*ACTIVITY 1*.
In the article on President Trump's border wall, translate this sentence into Spanish: "A 1970 treaty establishes the middle of the river as the border between the U.S. and Mexico."
*ACTIVITY 2*.
Answer these questions from the article on President Trump's border wall:
(a) To which group did Ryan Zinke give his Tuesday speech?
(b) What is the projected cost range of the proposed border wall?
(c) For which senator does Matt House work as a staffer?
*ACTIVITY 3*.
Extend the article on President Trump's border wall by writing what follows its final paragraph.

*EXTRACT TO READ*.
President Trump’s border wall may be built on Mexican land



Multiple layers of steel walls, fences, razor wire and other barricades are viewed from the United States side of the of the US-Mexico border on January 26, 2017 in San Ysidro, Calif. (DAVID MCNEW/AFP/Getty Images)



By Meg Wagner

No wall in the middle of the Rio Grande

Interior Secretary Ryan Zinke on Tuesday implied that President Donald Trump’s promised border wall could be built on Mexican soil — but the White House is still scrabbling to find funding for the project.

In a Tuesday speech to the Public Land Council in Washington, Zinke said the proposed U.S.-Mexico border wall — projected to cost anywhere between $12 billion and $67 billion — is an especially complicated project, because the Rio Grande already serves as a natural divider.

“What side of the river are you going to put the wall?” he asked, according to E&E News, an energy and environmental news site. “We're not going to put it on our side and cede the river to Mexico. And we're probably not going to put it in the middle of the river.”

He added that electronic surveillance devices may be more useful instead of a physical wall in some places, although he did not specify if the river — which separates Texas from four Mexican states — was one of those areas. Meanwhile, President Trump has insisted that only a physical wall will do.

Democrats quickly claimed that Zinke’s vague comment was a suggestion to put the wall on the Mexican side of the Rio Grande. “These guys... now the wall is going to be IN Mexico,” Matt House, a staffer for Sen. Chuck Schumer (D-N.Y.), tweeted.

A 1970 treaty establishes the middle of the river as the border between the U.S. and Mexico. President Trump’s critics insisted that building on the Mexican side would raise a host of legal issues and could fracture the relationship between the two countries.

*DATASET EXTRACT*.
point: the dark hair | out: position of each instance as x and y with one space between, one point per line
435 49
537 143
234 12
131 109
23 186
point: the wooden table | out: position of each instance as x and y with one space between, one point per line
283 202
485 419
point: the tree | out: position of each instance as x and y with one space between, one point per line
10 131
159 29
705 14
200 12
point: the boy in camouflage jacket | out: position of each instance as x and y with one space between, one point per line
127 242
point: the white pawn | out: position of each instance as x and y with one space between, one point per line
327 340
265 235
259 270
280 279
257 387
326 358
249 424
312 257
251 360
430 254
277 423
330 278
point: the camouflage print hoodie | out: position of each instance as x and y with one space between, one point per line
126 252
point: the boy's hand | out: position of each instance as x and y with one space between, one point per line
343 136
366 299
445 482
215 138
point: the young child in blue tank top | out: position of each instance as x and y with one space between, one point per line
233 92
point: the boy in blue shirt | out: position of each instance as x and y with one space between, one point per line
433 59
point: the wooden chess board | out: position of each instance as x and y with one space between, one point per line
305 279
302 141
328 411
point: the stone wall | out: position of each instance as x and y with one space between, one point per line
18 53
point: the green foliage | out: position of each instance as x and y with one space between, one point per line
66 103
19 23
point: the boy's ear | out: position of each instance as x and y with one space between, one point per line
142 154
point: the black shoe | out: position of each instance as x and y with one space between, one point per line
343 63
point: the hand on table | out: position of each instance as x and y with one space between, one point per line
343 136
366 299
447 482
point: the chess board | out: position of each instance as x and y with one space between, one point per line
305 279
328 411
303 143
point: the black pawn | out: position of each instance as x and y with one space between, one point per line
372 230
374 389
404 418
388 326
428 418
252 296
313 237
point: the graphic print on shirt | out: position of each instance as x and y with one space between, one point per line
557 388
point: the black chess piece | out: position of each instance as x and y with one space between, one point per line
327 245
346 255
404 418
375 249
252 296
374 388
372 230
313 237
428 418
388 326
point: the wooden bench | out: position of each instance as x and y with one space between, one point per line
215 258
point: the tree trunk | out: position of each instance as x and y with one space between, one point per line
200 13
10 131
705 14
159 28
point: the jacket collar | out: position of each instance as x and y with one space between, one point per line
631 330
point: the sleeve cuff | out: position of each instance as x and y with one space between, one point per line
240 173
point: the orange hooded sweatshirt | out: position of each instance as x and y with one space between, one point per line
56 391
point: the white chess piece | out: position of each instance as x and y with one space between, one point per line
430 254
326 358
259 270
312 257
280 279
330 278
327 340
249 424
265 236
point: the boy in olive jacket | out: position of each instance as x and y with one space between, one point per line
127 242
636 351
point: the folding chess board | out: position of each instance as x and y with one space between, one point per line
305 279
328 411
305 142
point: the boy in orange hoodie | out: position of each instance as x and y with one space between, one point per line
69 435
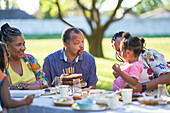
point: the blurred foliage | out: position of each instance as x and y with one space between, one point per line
149 5
49 9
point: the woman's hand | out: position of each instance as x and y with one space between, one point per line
116 68
115 74
23 85
28 99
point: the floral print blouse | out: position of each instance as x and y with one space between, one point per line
34 66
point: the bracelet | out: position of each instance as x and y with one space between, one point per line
143 87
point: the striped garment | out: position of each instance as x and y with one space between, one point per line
2 76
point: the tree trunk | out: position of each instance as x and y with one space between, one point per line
95 43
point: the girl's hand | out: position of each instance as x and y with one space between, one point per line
23 85
29 99
115 74
116 68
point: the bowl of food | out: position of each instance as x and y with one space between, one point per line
86 104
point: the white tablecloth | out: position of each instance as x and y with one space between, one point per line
44 104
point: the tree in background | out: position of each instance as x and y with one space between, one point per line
90 9
149 5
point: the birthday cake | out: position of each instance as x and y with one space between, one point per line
68 79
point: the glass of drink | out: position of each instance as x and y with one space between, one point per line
162 94
76 85
57 84
127 95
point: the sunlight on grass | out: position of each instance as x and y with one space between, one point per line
40 48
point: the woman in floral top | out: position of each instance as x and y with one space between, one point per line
155 70
23 71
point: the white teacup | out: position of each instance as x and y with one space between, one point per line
127 95
63 90
113 101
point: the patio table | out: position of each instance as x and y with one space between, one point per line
44 104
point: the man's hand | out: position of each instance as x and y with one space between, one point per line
29 99
116 68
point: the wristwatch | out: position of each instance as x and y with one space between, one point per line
143 87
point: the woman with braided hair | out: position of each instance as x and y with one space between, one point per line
23 71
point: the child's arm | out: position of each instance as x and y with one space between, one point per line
6 97
126 77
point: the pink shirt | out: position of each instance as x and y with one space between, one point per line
133 69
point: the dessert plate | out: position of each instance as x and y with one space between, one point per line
97 107
23 93
63 101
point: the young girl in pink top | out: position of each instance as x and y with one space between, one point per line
130 70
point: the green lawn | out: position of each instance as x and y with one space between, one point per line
40 48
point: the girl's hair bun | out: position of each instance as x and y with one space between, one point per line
6 25
142 40
126 35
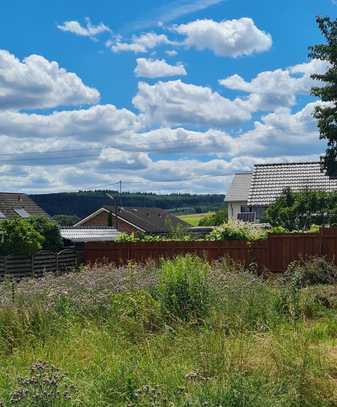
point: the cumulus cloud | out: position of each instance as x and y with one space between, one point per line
171 53
270 90
89 30
157 68
184 123
139 43
36 82
99 122
177 103
174 10
228 38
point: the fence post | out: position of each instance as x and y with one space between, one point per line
57 263
32 264
321 237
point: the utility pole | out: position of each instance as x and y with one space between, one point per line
117 201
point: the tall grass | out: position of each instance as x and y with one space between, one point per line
183 334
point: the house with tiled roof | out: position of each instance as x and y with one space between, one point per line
18 205
251 193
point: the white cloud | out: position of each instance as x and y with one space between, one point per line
89 30
138 44
177 103
270 90
229 38
92 147
36 82
157 68
171 53
100 122
174 10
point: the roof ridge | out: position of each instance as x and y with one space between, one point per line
291 163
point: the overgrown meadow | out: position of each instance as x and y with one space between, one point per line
182 333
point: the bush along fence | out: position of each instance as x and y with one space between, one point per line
18 267
273 254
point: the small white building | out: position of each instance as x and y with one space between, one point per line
237 195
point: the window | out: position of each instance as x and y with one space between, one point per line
22 212
244 209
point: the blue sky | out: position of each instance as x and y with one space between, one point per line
169 96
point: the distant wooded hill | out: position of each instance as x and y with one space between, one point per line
83 203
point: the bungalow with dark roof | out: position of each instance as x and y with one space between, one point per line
251 193
134 220
18 205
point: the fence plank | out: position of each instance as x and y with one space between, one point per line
18 267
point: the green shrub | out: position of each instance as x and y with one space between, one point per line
135 313
314 271
49 230
183 288
20 238
237 230
44 386
278 230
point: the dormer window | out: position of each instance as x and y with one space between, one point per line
22 212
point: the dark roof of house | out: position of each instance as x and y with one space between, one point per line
239 189
12 204
90 234
269 181
151 220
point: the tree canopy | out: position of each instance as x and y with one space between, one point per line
326 112
301 210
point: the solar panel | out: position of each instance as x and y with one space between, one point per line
22 212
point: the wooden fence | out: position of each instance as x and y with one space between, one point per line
18 267
273 254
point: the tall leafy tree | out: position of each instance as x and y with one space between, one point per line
326 113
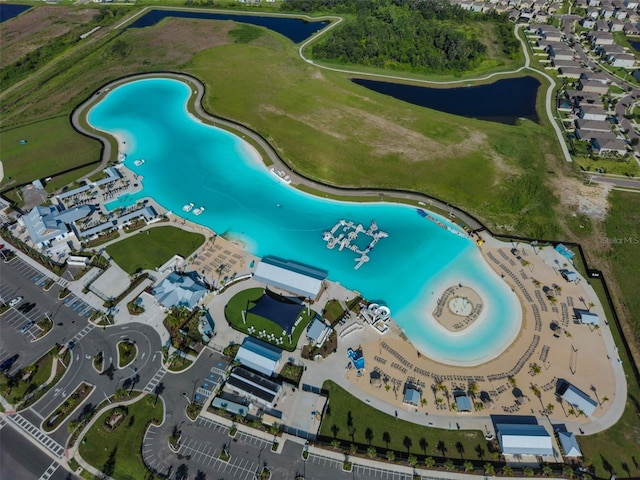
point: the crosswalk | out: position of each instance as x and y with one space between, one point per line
82 333
155 380
34 432
48 473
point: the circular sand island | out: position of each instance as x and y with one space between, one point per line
458 308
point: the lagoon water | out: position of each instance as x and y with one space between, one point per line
504 101
188 161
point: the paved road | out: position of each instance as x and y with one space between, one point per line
618 182
20 459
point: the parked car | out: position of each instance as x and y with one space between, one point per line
16 300
8 363
27 326
26 307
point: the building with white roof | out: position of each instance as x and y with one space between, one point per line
291 276
524 439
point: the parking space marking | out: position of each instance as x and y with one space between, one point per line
240 469
155 380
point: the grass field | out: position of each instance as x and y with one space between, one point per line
152 248
52 146
117 453
246 299
372 427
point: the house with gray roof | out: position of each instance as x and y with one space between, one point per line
49 225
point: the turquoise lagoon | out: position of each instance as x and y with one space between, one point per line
187 161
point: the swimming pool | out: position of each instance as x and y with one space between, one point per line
187 161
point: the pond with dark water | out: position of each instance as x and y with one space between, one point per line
504 101
295 29
9 10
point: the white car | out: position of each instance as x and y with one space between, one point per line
15 301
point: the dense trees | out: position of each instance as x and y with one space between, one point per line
421 36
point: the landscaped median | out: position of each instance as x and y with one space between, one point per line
67 408
112 444
29 384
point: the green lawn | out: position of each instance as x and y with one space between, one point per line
152 248
246 299
373 427
42 366
117 453
52 146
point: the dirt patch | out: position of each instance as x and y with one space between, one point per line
37 27
177 40
383 135
575 196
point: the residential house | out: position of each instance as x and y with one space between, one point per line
570 72
590 112
623 60
607 10
616 26
593 86
550 33
598 77
608 144
560 51
593 13
586 129
600 38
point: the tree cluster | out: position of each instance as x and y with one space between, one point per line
421 36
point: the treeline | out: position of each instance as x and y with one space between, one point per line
421 36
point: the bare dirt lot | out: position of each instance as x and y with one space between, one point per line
37 27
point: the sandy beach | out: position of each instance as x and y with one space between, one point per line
532 364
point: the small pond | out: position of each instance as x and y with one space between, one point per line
504 101
295 29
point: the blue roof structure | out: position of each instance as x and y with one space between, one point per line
259 356
578 399
411 396
464 403
315 329
180 291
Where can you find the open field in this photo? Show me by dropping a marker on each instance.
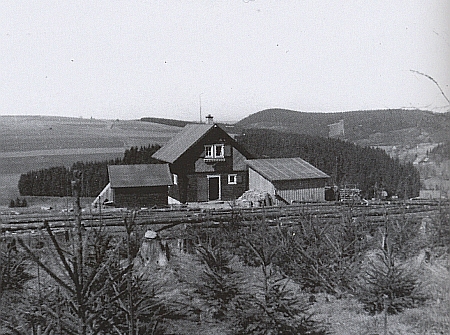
(35, 142)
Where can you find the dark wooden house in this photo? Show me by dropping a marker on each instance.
(137, 186)
(206, 164)
(287, 180)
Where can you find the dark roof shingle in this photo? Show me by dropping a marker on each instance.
(182, 141)
(277, 169)
(139, 175)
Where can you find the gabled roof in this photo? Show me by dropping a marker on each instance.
(278, 169)
(182, 141)
(139, 175)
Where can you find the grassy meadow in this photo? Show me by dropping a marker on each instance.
(36, 142)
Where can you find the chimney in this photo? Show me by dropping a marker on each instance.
(209, 119)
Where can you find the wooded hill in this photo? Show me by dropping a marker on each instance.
(397, 125)
(348, 164)
(56, 181)
(369, 169)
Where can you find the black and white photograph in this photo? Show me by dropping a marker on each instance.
(229, 167)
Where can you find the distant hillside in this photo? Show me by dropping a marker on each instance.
(372, 127)
(169, 122)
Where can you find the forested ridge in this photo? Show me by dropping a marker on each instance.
(347, 163)
(56, 181)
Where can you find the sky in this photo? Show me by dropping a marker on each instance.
(183, 59)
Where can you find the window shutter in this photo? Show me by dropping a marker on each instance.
(227, 150)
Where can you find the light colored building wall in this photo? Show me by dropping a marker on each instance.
(307, 194)
(259, 183)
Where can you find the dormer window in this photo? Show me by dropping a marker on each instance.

*TASK OUTPUT 1*.
Un tratado de 1970 establece el centro del río como la frontera entre los Estados Unidos y México.

*TASK OUTPUT 2*.
(a) The Public Land Council in Washington
(b) Between $12 billion and $67 billion
(c) Sen. Chuck Schumer (D-N.Y.)

*TASK OUTPUT 3*.
Meanwhile, the White House’s unveiled its latest proposal to fund the wall on Tuesday. The long-shot idea asks Congress to cut $18 billion from the 2017 federal budget — a move that would defund federal community grants, medical research initiatives, and infrastructure projects — to offset wall construction costs.

Wall’s total cost unknown, but expensive

President Trump’s promise to erect a border between the U.S. and Mexico was a cornerstone of his campaign. After he included the plan in his 2015 announcement speech, “Build the wall!” was frequently chanted at his rallies.

On the campaign trail, President Trump said that he’d make Mexico pay for the wall, but that promise altered after he was elected. In January, he said the U.S. would foot the bill for the divider up-front — for the “sake of speed” — and make Mexico reimburse the American government later.

There’s no consensus on how much the wall will cost. Before asking for $18 billion in spending cuts this week, President Trump suggested that the project would need $12 billion, while Congressional Republican leaders said that it could take $15 billion. A Department of Homeland Security report indicated that the wall would need more than $21 billion to complete. On Tuesday, Sen. Claire McCaskill (D-Mo.) predicted that the border divider would cost a whopping $66.9 billion — or $200 for every single American.

With the U.S. on the hook for the wall funding (at least initially), the White House has struggled to secure the money for it. In January, the administration suggested a 20 percent tax on Mexican imports, but that plan withered amid public outrage over how it would increase the price of avocados and imported beer.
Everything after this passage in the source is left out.